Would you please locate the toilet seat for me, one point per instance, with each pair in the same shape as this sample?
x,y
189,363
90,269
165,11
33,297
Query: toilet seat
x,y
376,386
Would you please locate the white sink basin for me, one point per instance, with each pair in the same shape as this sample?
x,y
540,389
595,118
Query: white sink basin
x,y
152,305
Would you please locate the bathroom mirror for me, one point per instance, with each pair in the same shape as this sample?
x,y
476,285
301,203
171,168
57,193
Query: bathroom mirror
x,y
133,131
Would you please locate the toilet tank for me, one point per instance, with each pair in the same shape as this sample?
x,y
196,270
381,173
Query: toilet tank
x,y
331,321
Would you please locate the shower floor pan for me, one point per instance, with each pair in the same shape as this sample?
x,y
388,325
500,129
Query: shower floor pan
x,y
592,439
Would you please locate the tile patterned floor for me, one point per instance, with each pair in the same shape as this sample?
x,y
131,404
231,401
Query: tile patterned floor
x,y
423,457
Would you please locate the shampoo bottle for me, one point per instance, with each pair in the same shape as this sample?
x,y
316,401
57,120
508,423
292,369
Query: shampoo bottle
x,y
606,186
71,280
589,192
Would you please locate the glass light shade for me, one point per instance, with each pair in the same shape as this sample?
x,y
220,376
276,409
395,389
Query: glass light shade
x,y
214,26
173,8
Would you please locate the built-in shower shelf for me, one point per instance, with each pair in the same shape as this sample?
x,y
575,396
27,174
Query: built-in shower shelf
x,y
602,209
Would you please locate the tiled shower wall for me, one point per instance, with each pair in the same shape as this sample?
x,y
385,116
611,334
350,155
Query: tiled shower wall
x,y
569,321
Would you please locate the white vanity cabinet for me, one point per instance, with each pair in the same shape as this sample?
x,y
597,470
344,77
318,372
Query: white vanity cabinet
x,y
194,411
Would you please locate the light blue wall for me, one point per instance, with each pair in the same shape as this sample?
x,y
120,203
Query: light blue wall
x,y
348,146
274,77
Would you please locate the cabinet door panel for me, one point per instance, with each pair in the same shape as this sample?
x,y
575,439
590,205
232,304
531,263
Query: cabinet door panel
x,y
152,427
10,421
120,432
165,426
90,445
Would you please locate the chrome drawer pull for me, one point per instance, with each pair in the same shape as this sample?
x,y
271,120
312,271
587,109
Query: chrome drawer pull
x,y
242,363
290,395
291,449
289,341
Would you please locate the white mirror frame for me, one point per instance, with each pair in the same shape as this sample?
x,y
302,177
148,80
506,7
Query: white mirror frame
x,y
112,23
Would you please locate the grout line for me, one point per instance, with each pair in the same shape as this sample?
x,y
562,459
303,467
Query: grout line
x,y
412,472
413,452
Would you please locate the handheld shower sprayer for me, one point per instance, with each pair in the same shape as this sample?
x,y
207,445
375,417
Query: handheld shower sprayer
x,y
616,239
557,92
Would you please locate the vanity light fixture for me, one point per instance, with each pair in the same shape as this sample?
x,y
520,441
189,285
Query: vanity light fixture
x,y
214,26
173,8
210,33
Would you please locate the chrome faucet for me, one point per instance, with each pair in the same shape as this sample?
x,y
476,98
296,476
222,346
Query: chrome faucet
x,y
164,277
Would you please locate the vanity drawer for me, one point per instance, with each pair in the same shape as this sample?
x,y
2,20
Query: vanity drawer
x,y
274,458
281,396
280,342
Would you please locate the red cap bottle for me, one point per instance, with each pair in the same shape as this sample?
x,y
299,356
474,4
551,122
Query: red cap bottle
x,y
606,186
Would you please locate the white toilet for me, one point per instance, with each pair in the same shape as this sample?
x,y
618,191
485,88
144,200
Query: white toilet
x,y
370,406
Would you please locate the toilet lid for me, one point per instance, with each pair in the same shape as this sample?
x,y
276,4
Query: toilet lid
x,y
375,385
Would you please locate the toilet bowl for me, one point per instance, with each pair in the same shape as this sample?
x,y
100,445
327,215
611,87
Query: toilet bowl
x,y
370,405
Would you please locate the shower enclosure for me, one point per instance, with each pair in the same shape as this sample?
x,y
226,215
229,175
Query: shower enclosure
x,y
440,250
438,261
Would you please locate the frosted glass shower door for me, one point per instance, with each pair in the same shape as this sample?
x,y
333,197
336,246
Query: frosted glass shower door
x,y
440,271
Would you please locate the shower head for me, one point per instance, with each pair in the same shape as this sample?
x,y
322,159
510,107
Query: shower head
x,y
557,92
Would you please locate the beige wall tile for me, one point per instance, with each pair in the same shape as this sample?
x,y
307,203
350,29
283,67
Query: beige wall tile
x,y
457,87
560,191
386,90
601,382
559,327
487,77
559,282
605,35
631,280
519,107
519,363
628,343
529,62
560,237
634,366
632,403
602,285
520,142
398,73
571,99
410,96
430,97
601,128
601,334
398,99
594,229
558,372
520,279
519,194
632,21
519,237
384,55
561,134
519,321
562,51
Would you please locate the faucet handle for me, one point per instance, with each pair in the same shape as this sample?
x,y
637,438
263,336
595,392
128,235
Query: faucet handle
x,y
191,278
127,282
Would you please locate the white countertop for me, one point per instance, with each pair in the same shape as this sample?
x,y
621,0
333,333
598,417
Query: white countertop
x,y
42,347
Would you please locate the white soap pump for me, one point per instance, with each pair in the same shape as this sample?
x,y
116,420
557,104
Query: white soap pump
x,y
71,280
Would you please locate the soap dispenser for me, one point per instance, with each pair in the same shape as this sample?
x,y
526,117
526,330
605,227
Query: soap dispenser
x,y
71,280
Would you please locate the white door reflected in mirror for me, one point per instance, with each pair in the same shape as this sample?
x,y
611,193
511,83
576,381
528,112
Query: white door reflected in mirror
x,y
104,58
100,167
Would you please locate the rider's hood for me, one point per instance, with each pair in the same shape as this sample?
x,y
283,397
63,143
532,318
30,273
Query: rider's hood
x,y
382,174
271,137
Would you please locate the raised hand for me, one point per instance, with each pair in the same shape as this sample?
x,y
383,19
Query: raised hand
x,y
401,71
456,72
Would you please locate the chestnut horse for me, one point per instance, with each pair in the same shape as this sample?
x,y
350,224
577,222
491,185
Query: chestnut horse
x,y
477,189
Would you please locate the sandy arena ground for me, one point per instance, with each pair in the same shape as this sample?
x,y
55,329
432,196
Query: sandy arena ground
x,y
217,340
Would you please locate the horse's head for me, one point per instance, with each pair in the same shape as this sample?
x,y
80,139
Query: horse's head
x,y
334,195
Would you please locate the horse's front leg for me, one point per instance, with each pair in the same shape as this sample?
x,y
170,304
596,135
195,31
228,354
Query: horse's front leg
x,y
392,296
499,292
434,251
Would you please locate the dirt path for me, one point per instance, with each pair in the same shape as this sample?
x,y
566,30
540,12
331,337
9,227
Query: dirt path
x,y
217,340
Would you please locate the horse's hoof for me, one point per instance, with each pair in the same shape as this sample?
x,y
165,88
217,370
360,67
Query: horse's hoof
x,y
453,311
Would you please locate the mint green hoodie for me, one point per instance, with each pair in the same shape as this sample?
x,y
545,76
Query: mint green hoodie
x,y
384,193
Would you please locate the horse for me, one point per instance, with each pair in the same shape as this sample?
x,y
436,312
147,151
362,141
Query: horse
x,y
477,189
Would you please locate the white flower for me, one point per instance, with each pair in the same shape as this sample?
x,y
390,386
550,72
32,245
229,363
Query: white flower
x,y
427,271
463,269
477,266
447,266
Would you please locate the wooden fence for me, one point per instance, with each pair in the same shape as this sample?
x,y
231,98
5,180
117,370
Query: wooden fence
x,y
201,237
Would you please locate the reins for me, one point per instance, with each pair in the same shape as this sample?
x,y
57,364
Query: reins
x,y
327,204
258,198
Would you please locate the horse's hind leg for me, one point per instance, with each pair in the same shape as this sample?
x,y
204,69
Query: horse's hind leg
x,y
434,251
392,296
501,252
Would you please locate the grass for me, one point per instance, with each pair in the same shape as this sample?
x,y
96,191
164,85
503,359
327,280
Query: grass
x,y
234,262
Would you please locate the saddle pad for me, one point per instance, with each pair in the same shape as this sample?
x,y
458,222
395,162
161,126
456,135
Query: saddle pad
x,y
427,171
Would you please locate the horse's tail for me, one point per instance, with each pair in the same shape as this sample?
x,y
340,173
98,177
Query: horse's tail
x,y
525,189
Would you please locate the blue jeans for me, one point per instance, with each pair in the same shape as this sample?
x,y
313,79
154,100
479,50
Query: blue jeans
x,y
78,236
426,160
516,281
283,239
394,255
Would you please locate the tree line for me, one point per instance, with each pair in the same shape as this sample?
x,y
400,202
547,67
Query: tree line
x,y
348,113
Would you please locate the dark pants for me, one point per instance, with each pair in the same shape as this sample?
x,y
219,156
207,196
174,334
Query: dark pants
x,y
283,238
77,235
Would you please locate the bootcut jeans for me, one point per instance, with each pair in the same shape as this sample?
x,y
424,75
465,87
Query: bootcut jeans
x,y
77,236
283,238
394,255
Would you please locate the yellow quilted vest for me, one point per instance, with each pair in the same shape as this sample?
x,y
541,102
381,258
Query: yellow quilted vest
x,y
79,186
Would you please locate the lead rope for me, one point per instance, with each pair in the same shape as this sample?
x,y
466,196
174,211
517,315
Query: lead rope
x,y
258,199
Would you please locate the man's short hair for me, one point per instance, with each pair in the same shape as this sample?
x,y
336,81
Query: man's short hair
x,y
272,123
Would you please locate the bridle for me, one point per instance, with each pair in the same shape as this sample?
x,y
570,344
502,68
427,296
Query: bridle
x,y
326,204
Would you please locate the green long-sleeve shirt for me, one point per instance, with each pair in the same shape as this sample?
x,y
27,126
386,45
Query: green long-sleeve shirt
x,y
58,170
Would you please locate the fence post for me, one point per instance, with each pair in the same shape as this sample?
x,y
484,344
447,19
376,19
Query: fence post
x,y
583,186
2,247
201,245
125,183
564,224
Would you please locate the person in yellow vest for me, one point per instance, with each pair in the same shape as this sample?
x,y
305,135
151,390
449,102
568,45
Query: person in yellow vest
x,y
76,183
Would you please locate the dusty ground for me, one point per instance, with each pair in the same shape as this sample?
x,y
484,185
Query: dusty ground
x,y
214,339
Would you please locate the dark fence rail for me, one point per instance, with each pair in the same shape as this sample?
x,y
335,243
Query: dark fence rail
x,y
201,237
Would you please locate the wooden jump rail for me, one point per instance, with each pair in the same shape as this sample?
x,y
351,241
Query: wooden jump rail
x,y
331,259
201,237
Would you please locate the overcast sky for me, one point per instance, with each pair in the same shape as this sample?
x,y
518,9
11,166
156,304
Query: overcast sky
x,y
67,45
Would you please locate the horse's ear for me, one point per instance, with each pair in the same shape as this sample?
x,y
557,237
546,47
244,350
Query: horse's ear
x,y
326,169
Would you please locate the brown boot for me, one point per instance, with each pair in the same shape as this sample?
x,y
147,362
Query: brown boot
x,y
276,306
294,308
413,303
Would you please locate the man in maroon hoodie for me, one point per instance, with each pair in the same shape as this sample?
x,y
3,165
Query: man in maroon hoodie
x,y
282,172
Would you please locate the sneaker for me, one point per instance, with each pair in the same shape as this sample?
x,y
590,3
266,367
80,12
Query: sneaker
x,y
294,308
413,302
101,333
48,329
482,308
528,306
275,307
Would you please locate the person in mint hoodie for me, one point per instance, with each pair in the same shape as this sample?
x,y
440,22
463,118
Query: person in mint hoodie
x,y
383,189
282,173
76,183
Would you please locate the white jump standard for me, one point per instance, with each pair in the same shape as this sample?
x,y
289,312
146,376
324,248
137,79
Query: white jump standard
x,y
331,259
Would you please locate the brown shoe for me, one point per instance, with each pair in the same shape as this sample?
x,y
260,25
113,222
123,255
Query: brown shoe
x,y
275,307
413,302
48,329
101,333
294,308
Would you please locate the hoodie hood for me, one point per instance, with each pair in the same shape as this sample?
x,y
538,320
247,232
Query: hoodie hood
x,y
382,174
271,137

**INSTRUCTIONS FOR THE TASK**
Reproduce, word for word, every line starting at the line that contains "Would you please locate the wooden jump" and ending with the final line of the entries.

**THE REPLY**
Would you please locate the wooden jump rail for me, one point per instance, with each pair in the same shape as this sample?
x,y
351,241
Query: wooden jump rail
x,y
331,259
201,237
Would you please locate the overcast sky for me, one point per instance, with each pair in the same shape as this sample?
x,y
518,9
11,166
156,304
Query: overcast sky
x,y
67,45
Would you please locate the horse's ear for me, one point per instance, with each pair in the same shape as this sample?
x,y
557,237
546,47
244,350
Query: horse's ear
x,y
326,169
Would you please locate the brown boot for me, one point per instance, with each pair in the same shape as this sample?
x,y
147,362
Query: brown boot
x,y
276,306
294,308
413,303
Would you please locate the man in maroon hoodie for me, one point per instance, with each pair in the same shape as this sample?
x,y
3,165
Query: man in maroon hoodie
x,y
282,172
Would you please locate the sneaker for me, one point per instance, with each pair in the same shape as this sample?
x,y
590,3
266,367
80,12
Query: sneaker
x,y
294,308
413,302
101,333
48,329
482,308
528,306
275,307
Would you please locate the person in mint hoodie for me, one point per instance, with each pair in the same shape as this sample?
x,y
440,22
463,118
Query: person in mint hoodie
x,y
383,189
282,173
76,183
Would you please locate the white jump standard for me, one point per instance, with each pair in the same shape as this sample?
x,y
289,312
146,376
324,248
137,79
Query: white jump standard
x,y
331,259
Would you please locate the brown shoe for me, one point per instance, with each pair in the same shape as this sample?
x,y
260,25
113,222
123,255
Query: brown shoe
x,y
275,307
413,302
48,329
101,333
294,308
Would you please locate the hoodie hood for me, one point per instance, with each pair in the same shape as this sample?
x,y
538,320
247,232
Query: hoodie hood
x,y
382,174
271,137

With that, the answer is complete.